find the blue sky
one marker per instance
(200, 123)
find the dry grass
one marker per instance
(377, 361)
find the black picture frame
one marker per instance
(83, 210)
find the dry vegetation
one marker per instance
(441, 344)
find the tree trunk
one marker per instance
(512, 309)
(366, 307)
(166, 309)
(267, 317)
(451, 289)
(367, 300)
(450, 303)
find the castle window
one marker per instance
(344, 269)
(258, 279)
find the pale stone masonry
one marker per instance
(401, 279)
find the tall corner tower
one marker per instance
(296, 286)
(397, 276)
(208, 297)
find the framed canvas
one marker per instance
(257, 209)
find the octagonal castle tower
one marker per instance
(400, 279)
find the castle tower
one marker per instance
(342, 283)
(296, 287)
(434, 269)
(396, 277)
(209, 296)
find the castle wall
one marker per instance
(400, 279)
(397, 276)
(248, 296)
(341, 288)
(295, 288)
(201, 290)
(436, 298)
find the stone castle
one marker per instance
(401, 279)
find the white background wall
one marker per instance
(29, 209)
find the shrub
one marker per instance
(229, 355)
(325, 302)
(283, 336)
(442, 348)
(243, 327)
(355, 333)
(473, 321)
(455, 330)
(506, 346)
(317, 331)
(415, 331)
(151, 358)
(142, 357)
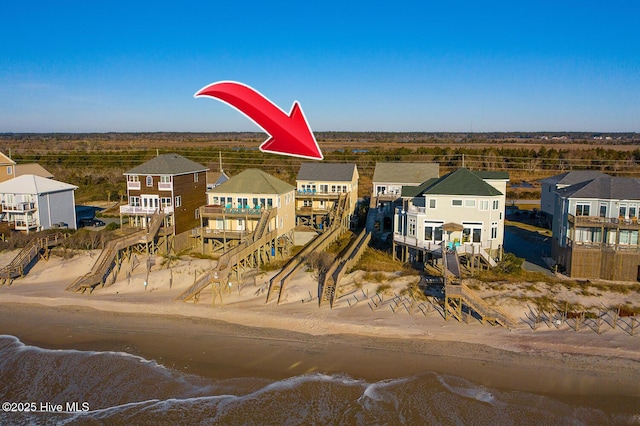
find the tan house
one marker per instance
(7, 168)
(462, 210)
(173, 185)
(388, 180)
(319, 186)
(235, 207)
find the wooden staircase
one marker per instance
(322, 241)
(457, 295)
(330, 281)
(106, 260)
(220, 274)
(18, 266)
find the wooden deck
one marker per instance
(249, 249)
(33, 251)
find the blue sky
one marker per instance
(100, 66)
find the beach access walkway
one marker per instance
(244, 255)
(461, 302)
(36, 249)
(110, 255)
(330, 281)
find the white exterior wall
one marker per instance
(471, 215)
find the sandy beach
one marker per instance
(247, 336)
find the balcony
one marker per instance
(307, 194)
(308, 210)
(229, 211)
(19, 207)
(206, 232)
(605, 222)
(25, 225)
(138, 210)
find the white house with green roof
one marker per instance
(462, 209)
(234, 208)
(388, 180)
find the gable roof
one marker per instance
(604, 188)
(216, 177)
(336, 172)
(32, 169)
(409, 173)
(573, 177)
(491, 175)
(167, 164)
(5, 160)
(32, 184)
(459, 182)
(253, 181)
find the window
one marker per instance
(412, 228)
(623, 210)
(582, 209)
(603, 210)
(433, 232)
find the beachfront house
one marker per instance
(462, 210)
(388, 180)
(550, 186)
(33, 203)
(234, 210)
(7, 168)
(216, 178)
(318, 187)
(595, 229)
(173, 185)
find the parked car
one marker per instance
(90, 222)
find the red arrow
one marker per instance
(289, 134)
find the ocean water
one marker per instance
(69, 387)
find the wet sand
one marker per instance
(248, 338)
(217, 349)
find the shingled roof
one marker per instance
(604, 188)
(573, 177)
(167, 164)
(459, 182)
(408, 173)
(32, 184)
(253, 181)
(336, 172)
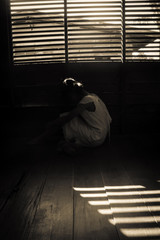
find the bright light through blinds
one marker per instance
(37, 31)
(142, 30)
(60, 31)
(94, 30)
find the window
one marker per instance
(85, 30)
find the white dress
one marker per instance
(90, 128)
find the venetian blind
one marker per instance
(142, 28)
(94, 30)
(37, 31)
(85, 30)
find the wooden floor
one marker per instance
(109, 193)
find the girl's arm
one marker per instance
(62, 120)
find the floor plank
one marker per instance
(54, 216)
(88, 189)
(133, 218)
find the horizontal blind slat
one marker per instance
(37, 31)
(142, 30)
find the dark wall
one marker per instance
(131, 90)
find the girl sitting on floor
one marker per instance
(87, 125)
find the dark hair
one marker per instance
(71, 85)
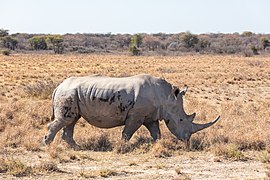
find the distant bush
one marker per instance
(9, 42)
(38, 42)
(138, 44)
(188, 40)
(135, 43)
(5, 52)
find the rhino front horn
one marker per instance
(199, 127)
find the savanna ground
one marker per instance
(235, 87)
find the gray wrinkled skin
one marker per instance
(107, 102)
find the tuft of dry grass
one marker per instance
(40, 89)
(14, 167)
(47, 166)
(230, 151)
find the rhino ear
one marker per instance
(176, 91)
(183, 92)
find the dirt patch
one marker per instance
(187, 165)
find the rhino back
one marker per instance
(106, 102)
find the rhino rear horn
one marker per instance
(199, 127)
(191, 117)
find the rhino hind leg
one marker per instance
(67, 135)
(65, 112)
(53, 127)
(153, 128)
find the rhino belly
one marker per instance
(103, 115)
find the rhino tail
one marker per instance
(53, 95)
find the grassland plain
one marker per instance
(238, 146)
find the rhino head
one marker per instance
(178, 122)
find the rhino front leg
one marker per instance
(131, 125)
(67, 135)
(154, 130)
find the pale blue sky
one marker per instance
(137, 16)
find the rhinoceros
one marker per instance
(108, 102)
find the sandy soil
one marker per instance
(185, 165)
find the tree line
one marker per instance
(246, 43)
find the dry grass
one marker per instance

- **What you need to do**
Can you copy out, word for word, the lines of the data above, starting at the line with "find the rhinoceros" and running through the end of the data?

- **Full answer**
find the rhinoceros
one marker per instance
(108, 102)
find the sandy soil
one marker per instance
(185, 165)
find the tree line
one marker per instance
(246, 43)
find the dry grass
one marker per instance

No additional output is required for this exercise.